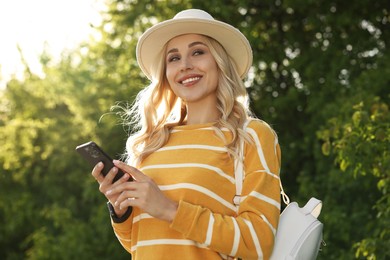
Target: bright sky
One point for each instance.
(30, 23)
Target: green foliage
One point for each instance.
(320, 77)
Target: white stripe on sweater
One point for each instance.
(209, 234)
(193, 146)
(265, 198)
(236, 241)
(260, 152)
(189, 165)
(200, 189)
(255, 239)
(154, 242)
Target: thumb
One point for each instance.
(134, 172)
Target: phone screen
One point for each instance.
(94, 154)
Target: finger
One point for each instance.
(126, 195)
(137, 174)
(110, 175)
(121, 189)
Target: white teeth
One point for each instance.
(190, 80)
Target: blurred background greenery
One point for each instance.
(320, 77)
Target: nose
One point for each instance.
(186, 64)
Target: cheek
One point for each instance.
(170, 75)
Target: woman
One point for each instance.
(191, 121)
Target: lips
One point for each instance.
(189, 80)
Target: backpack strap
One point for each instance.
(313, 206)
(239, 174)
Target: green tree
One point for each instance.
(320, 77)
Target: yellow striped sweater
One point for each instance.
(194, 169)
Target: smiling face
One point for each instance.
(191, 69)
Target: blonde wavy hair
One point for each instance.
(157, 109)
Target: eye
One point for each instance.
(198, 52)
(173, 58)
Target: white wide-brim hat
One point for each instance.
(195, 21)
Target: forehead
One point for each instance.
(185, 39)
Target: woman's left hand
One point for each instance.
(143, 193)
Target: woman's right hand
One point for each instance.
(105, 184)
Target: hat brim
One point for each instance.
(152, 41)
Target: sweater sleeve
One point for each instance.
(250, 233)
(123, 232)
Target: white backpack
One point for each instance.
(299, 233)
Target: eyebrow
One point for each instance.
(189, 46)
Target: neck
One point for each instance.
(202, 113)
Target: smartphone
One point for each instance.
(94, 154)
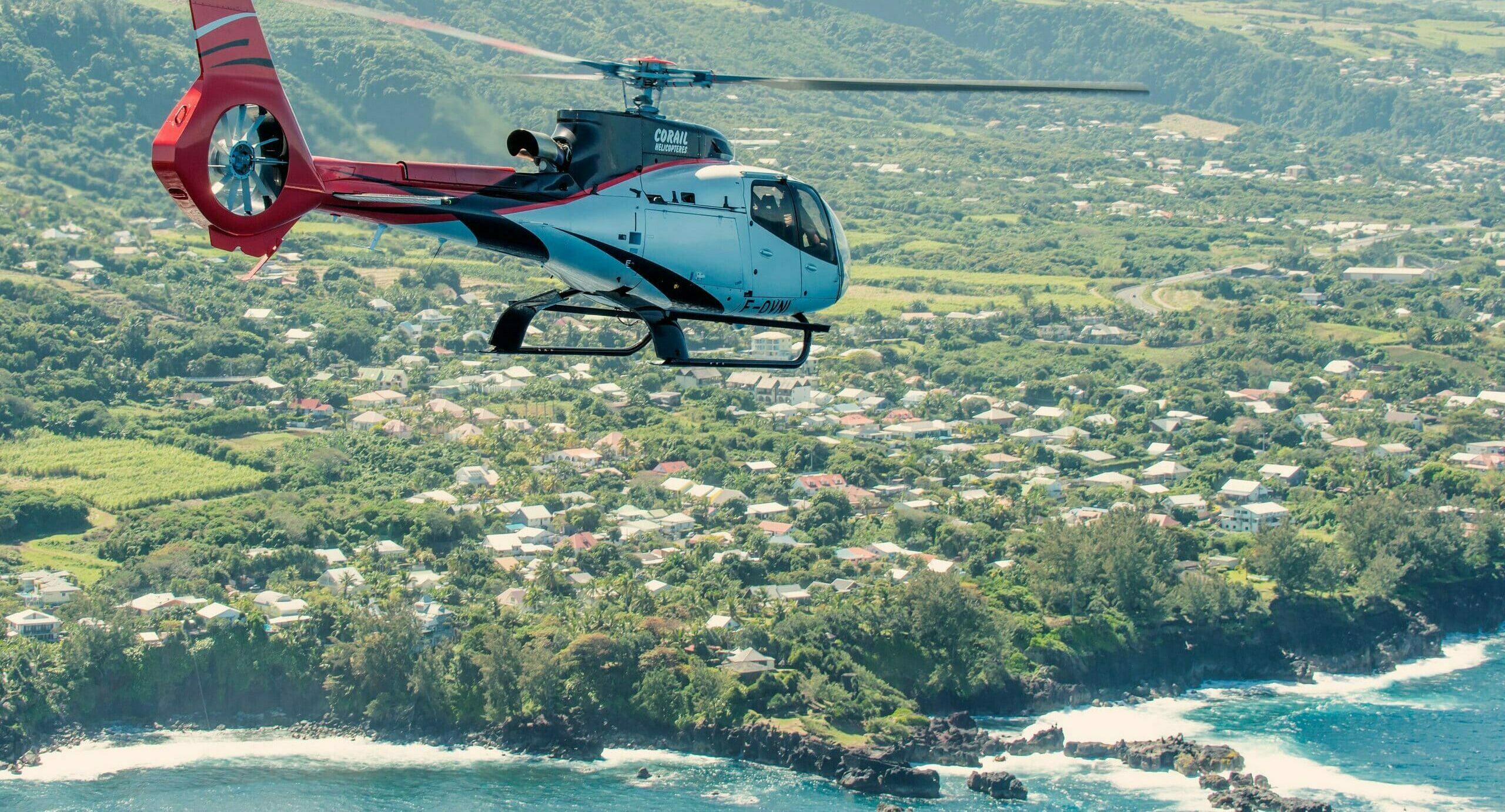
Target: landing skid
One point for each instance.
(664, 333)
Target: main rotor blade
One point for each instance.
(935, 86)
(566, 77)
(447, 31)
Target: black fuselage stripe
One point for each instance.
(230, 44)
(673, 284)
(248, 61)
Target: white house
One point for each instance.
(29, 623)
(1253, 518)
(219, 612)
(477, 476)
(771, 346)
(1243, 491)
(533, 516)
(723, 622)
(342, 581)
(1165, 471)
(1289, 474)
(386, 549)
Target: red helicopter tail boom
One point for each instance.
(230, 152)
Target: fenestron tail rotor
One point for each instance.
(248, 160)
(652, 76)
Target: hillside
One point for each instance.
(89, 82)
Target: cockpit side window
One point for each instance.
(815, 229)
(774, 210)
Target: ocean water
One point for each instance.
(1427, 736)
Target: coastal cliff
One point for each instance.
(1296, 638)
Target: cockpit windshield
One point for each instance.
(774, 210)
(815, 229)
(795, 214)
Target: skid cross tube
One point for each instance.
(664, 331)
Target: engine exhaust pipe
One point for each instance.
(538, 148)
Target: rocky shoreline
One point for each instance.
(1374, 641)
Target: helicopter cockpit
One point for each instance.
(795, 214)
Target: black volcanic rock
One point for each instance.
(805, 754)
(955, 740)
(1093, 749)
(1049, 740)
(998, 786)
(556, 736)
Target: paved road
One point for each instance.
(1138, 297)
(1359, 243)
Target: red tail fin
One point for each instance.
(230, 152)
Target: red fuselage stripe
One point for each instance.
(333, 184)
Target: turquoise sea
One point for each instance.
(1423, 737)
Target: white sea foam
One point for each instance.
(1456, 656)
(1171, 790)
(95, 760)
(1272, 756)
(630, 757)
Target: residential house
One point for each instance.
(1165, 471)
(1253, 518)
(378, 399)
(691, 378)
(997, 417)
(580, 459)
(1312, 420)
(395, 378)
(771, 346)
(1342, 367)
(151, 602)
(718, 623)
(1399, 274)
(34, 625)
(748, 662)
(533, 516)
(1105, 334)
(812, 483)
(330, 555)
(342, 581)
(1191, 503)
(277, 605)
(1411, 420)
(219, 612)
(386, 548)
(369, 421)
(47, 588)
(466, 432)
(1289, 474)
(1243, 491)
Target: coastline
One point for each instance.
(885, 775)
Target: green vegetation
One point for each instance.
(116, 474)
(149, 393)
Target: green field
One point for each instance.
(1007, 219)
(65, 552)
(1353, 333)
(1406, 354)
(261, 442)
(894, 289)
(121, 474)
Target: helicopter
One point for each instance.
(637, 216)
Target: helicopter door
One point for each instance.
(772, 226)
(819, 271)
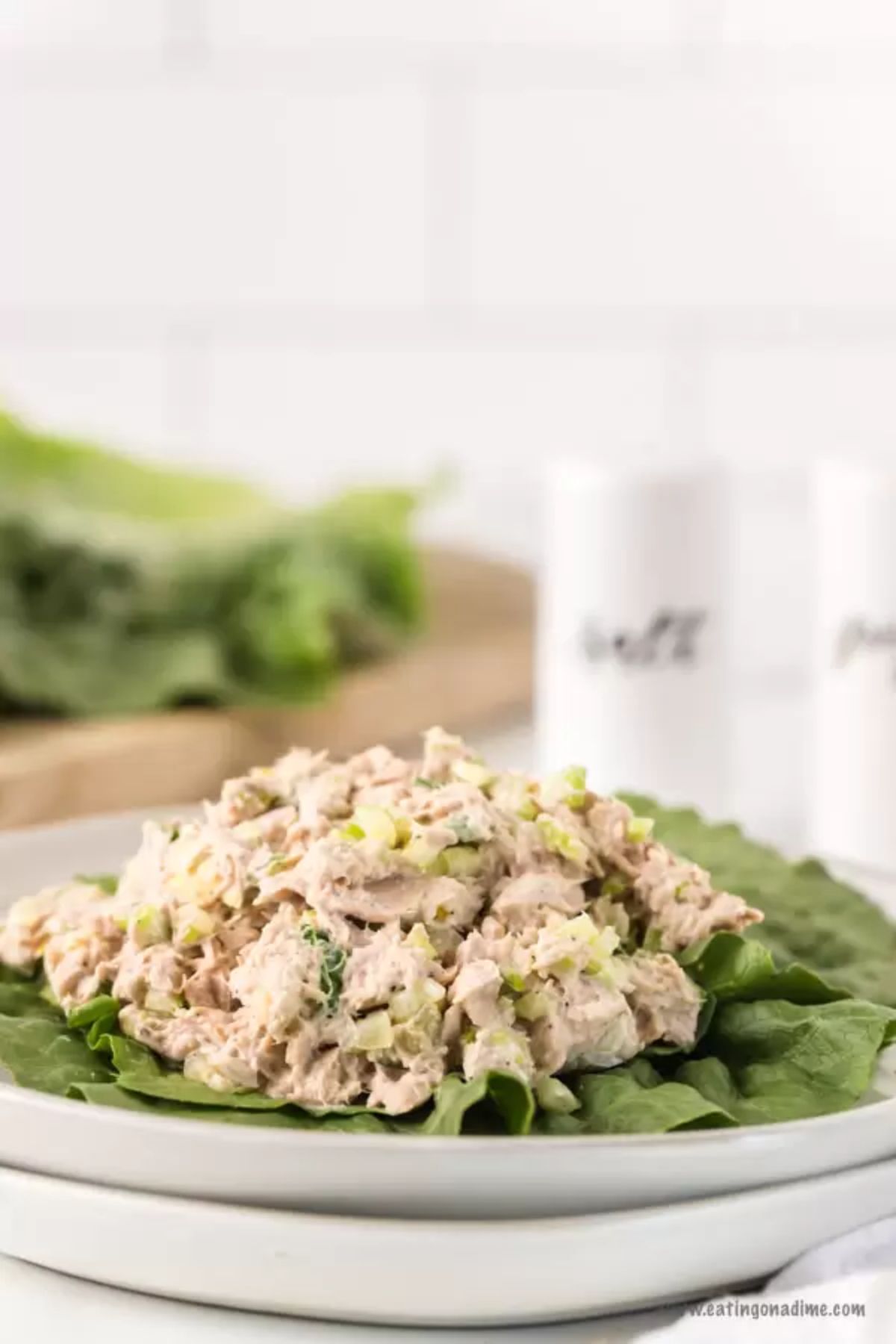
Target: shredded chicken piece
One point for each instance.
(349, 932)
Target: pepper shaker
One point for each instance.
(632, 638)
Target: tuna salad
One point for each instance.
(348, 933)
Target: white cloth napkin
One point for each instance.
(856, 1270)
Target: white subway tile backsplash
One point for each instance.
(73, 28)
(102, 393)
(183, 196)
(707, 196)
(309, 421)
(808, 23)
(768, 766)
(790, 406)
(281, 25)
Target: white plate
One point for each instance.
(390, 1175)
(406, 1273)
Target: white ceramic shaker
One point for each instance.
(632, 678)
(852, 811)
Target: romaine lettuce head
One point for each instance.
(127, 588)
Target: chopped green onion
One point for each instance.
(555, 1095)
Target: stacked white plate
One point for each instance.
(417, 1230)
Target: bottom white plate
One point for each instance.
(426, 1273)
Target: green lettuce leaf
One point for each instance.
(40, 1053)
(128, 588)
(770, 1060)
(635, 1100)
(473, 1105)
(810, 917)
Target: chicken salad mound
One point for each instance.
(351, 933)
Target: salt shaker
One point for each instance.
(852, 809)
(632, 665)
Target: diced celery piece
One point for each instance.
(561, 841)
(461, 860)
(420, 939)
(422, 851)
(555, 1095)
(373, 1033)
(351, 831)
(601, 942)
(161, 1003)
(640, 830)
(149, 925)
(376, 824)
(532, 1006)
(473, 772)
(281, 863)
(567, 786)
(193, 925)
(615, 886)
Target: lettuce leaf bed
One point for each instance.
(812, 918)
(778, 1039)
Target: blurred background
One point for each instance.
(320, 242)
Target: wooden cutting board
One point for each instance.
(472, 668)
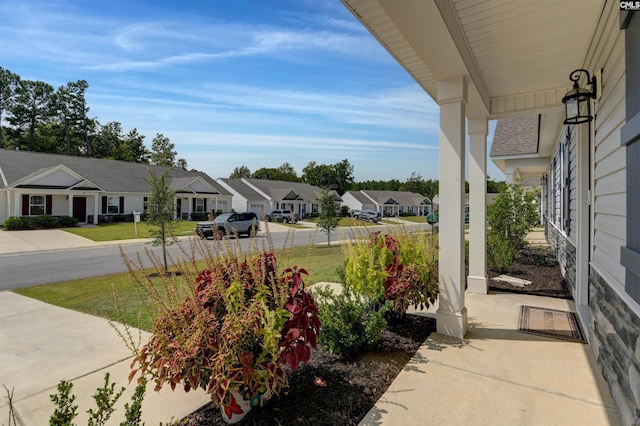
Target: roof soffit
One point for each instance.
(517, 53)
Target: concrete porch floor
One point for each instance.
(497, 375)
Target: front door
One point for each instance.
(80, 208)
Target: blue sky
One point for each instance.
(234, 82)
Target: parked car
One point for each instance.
(284, 216)
(229, 224)
(432, 217)
(369, 216)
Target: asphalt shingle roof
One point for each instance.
(243, 189)
(278, 189)
(515, 136)
(109, 175)
(404, 198)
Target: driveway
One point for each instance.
(39, 240)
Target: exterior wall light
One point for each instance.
(544, 180)
(577, 101)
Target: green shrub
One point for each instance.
(510, 218)
(45, 221)
(199, 216)
(16, 223)
(500, 254)
(400, 268)
(349, 325)
(67, 221)
(122, 218)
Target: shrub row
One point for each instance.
(46, 221)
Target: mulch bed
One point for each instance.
(538, 265)
(353, 385)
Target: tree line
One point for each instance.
(36, 117)
(339, 177)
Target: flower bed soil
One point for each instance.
(538, 265)
(334, 390)
(353, 385)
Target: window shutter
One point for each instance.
(49, 204)
(630, 136)
(25, 205)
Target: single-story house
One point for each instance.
(245, 198)
(574, 66)
(263, 196)
(89, 189)
(388, 203)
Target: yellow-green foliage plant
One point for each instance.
(400, 268)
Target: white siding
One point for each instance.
(60, 205)
(132, 203)
(573, 187)
(4, 207)
(609, 186)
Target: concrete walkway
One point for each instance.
(495, 376)
(498, 376)
(41, 344)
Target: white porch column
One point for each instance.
(451, 317)
(17, 205)
(95, 209)
(509, 175)
(477, 279)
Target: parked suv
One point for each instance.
(229, 224)
(369, 216)
(283, 216)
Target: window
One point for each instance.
(113, 205)
(630, 137)
(36, 205)
(199, 205)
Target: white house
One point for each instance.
(387, 203)
(262, 196)
(482, 60)
(89, 189)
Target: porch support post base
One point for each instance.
(452, 324)
(478, 285)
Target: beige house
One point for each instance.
(93, 189)
(484, 60)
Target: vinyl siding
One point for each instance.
(609, 186)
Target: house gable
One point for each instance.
(58, 177)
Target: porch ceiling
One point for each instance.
(517, 53)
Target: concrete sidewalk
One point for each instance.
(498, 376)
(42, 344)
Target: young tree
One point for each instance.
(32, 106)
(163, 151)
(513, 214)
(240, 172)
(160, 212)
(328, 218)
(8, 83)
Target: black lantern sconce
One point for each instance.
(544, 180)
(577, 101)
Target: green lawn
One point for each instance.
(126, 230)
(96, 295)
(415, 219)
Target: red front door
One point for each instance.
(80, 208)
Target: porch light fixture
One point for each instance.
(577, 101)
(544, 180)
━━━━━━━━━━
* [YOUR OBJECTIVE]
Lines with "black": copy every one of them from the listing above.

* [SOLUTION]
Target: black fuselage stripe
Target: black volcanic rock
Target: black lantern sconce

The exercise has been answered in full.